Your task is to reproduce exactly the lines from the line with "segment **white cloud**" through the end of the records below.
# start of Provided data
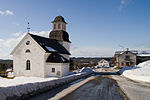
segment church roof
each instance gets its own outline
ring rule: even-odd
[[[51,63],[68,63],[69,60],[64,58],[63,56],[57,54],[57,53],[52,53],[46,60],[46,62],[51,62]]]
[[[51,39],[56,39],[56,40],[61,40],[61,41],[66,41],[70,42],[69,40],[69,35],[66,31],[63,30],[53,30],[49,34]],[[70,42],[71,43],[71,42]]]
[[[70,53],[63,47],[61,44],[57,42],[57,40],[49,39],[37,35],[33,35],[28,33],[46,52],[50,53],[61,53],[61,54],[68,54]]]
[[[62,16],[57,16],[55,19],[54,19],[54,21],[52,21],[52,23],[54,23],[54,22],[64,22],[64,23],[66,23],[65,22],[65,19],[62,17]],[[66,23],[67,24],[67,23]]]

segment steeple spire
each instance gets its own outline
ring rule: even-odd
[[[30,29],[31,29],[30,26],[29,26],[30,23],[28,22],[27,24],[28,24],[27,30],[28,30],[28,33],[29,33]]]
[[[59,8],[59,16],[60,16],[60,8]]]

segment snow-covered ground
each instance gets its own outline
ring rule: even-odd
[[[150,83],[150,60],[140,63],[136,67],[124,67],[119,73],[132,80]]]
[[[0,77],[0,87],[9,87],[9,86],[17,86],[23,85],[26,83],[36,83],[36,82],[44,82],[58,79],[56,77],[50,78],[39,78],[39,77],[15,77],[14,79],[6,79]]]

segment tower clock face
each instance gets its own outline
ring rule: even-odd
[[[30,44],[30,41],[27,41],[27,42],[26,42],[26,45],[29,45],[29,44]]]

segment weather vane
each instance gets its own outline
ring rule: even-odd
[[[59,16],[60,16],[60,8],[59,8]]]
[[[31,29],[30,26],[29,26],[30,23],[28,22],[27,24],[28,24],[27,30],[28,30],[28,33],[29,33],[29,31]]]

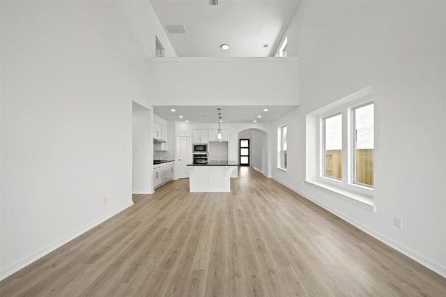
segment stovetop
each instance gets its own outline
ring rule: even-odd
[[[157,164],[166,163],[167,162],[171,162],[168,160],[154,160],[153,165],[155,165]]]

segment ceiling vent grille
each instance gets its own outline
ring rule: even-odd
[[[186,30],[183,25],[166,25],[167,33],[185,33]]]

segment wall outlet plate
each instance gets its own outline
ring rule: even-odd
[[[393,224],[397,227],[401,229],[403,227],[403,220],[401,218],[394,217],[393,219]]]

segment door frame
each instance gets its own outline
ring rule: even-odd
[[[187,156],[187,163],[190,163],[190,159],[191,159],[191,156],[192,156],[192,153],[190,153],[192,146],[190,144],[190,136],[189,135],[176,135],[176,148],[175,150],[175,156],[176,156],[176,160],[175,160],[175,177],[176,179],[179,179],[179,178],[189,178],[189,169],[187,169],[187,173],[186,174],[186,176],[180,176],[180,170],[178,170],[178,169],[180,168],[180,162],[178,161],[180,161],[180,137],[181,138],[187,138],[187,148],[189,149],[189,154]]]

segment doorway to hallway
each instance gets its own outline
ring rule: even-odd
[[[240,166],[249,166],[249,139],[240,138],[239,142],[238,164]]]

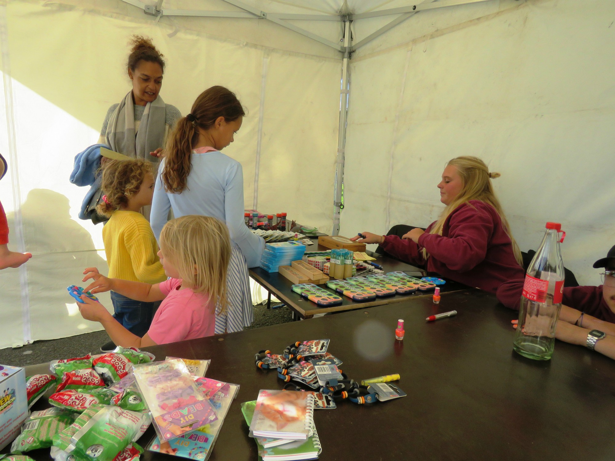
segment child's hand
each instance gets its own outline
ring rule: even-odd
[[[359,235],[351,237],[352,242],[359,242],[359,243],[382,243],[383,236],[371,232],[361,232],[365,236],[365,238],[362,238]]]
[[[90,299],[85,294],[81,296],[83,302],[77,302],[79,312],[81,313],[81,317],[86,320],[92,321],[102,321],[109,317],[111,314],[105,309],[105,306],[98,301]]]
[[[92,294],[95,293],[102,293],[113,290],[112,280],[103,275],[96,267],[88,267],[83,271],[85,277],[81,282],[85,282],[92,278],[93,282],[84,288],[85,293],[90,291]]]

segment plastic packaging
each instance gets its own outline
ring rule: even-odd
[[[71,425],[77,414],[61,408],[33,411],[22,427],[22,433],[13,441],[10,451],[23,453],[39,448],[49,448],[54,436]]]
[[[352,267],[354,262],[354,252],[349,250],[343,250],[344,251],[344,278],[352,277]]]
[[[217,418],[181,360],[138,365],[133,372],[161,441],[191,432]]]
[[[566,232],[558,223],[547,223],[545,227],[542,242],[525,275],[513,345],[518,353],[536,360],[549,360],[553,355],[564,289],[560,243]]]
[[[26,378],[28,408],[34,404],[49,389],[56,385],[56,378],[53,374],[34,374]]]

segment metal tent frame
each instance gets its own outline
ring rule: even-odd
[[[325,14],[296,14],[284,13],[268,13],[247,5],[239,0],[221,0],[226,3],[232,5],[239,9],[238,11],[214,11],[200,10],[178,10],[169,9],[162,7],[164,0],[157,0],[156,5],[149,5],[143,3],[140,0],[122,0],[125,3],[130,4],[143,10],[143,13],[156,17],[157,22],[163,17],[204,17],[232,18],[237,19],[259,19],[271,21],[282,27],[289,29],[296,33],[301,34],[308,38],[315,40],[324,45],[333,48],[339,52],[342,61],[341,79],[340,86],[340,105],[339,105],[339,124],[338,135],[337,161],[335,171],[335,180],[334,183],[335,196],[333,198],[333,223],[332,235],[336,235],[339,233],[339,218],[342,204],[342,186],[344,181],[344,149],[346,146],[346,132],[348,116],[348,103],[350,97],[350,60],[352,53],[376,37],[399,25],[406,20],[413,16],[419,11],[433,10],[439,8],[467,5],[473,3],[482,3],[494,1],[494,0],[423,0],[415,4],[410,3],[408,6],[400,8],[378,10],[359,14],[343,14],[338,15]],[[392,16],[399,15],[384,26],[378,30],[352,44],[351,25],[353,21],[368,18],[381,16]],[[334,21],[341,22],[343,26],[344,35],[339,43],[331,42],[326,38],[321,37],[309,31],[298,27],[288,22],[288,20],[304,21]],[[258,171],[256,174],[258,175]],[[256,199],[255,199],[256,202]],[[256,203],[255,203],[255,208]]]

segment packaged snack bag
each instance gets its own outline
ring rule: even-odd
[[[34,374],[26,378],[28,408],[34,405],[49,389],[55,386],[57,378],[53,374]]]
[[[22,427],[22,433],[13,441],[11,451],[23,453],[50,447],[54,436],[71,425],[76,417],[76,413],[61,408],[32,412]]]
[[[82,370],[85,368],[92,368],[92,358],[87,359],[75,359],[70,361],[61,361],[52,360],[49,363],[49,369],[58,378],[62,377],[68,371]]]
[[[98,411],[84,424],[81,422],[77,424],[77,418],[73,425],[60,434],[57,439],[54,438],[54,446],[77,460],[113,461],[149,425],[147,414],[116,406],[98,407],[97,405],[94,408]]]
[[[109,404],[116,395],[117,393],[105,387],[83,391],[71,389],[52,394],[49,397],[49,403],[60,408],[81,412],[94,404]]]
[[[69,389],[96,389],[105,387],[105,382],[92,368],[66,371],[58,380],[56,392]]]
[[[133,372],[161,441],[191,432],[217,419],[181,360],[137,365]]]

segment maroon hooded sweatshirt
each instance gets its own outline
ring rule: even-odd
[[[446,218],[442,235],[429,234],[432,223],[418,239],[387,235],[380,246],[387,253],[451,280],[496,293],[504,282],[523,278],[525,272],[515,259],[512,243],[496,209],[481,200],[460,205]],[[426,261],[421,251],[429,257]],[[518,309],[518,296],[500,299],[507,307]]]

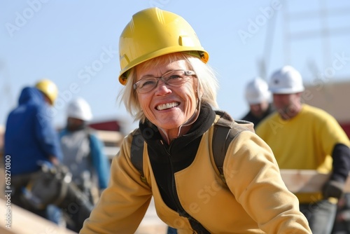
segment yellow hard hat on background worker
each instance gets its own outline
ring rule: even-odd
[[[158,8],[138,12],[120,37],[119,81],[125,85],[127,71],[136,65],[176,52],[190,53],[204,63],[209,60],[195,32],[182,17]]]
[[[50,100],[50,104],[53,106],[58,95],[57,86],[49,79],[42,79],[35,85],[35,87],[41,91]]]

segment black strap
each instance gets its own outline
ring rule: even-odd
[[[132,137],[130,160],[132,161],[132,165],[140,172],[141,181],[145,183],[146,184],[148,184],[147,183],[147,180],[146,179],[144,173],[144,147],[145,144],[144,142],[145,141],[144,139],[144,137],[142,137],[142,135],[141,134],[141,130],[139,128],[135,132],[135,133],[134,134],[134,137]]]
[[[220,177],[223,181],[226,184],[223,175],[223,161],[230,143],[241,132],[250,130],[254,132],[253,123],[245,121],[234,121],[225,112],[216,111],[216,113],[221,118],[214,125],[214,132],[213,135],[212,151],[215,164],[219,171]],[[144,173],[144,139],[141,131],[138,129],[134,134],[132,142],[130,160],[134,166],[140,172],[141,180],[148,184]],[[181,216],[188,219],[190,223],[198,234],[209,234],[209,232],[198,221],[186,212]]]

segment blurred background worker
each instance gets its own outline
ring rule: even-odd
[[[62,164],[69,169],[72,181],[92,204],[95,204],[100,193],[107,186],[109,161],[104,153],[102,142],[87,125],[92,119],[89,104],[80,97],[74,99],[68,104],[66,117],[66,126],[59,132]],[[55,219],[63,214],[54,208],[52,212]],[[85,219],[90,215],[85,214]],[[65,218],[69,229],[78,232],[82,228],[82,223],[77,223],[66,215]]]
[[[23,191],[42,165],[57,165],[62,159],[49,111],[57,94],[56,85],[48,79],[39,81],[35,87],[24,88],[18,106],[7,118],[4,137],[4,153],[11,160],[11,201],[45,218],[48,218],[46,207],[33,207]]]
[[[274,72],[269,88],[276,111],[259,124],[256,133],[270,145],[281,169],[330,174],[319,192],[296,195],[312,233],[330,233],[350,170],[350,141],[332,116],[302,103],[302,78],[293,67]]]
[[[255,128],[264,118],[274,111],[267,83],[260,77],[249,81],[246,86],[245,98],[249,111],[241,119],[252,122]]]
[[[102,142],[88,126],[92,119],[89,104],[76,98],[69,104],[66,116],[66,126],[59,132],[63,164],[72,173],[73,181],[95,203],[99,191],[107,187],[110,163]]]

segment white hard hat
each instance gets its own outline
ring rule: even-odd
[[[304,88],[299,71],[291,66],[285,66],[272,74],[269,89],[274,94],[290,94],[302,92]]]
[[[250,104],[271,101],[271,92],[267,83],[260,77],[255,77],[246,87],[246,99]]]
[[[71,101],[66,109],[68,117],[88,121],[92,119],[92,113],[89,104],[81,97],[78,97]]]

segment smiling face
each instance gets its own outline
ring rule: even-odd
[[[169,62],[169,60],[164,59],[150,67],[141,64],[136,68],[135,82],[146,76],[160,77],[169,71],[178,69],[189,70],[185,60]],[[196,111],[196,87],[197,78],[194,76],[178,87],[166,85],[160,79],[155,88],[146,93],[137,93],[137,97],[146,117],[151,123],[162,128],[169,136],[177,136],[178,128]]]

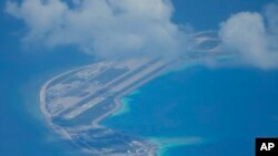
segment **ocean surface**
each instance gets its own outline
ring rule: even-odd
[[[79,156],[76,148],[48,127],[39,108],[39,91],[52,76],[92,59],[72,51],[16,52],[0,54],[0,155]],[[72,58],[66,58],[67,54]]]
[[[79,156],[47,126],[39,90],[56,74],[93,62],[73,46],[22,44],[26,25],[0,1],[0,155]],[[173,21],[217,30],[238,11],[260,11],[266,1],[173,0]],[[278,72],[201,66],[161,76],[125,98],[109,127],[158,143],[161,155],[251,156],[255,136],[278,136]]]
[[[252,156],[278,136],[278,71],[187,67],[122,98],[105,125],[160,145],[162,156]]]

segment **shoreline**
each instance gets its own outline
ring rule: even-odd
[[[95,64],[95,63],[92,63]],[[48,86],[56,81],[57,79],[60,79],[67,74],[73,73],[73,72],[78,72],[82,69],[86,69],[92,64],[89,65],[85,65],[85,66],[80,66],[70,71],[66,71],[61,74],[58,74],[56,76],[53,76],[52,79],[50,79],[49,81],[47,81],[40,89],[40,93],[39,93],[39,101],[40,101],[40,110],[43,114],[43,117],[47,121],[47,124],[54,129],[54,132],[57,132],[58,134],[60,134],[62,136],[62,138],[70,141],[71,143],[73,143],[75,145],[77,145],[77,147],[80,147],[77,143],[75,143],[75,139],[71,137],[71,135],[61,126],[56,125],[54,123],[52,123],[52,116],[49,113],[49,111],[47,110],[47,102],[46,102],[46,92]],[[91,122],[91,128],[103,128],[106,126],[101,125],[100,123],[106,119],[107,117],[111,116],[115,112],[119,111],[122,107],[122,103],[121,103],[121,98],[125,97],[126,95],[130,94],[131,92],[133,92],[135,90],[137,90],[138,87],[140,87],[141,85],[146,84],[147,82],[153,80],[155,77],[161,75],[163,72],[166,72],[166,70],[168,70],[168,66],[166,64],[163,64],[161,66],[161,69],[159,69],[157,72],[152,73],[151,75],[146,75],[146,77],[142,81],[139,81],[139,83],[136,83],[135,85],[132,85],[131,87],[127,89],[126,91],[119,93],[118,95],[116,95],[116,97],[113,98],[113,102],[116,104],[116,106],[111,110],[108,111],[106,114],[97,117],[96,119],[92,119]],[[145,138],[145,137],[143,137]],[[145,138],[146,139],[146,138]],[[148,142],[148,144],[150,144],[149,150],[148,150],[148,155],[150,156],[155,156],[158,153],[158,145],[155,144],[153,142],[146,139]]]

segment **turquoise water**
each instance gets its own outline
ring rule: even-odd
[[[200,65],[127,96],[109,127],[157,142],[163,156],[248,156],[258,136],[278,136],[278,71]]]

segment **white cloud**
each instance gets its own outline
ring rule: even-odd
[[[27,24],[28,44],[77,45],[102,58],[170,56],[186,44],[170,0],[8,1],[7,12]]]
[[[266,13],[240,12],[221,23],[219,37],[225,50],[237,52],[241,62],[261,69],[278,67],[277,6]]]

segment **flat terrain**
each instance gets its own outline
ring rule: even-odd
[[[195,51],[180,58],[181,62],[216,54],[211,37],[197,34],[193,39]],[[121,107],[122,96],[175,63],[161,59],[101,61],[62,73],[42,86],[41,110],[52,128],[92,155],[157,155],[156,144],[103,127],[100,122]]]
# end of Provided data
Solved problem:
segment **white cloud**
each instance gets its own outline
ring rule: even-odd
[[[27,24],[28,44],[77,45],[102,58],[170,56],[186,44],[170,0],[8,1],[7,12]]]
[[[266,13],[240,12],[221,23],[219,37],[225,50],[237,52],[241,62],[261,69],[278,67],[277,6]]]

segment **flat terrain**
each instance gets its own outline
ring rule: even-odd
[[[195,51],[180,58],[181,62],[216,54],[211,37],[197,34],[193,39]],[[121,107],[122,96],[175,63],[161,59],[101,61],[62,73],[42,86],[41,110],[52,128],[92,155],[157,155],[156,144],[103,127],[100,122]]]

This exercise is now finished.